_WHAT YOU HAVE TO DO_: Go through the entries below and collect each line with the string "gray" in it.
[[ DATA FOR THE TASK, beginning ]]
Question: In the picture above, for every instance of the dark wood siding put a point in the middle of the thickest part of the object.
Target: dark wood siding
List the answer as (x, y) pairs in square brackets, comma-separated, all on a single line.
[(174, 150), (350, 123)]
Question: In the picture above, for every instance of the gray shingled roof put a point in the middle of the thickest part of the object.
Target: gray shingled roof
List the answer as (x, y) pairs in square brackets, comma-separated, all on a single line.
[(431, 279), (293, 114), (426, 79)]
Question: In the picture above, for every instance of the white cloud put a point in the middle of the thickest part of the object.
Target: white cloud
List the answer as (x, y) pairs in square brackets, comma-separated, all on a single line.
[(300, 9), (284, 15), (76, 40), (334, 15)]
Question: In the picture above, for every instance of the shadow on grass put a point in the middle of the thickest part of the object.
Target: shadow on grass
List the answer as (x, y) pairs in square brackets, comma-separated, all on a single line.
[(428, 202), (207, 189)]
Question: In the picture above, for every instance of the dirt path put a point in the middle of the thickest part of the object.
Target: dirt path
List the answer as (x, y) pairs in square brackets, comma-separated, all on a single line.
[[ DATA FOR THE TASK, end ]]
_RESPONSE TO THIS TASK_:
Question: In the picture above, for every instance of the gray shingled roof put a point in the middle of the thickest part of the object.
Target: gray shingled roof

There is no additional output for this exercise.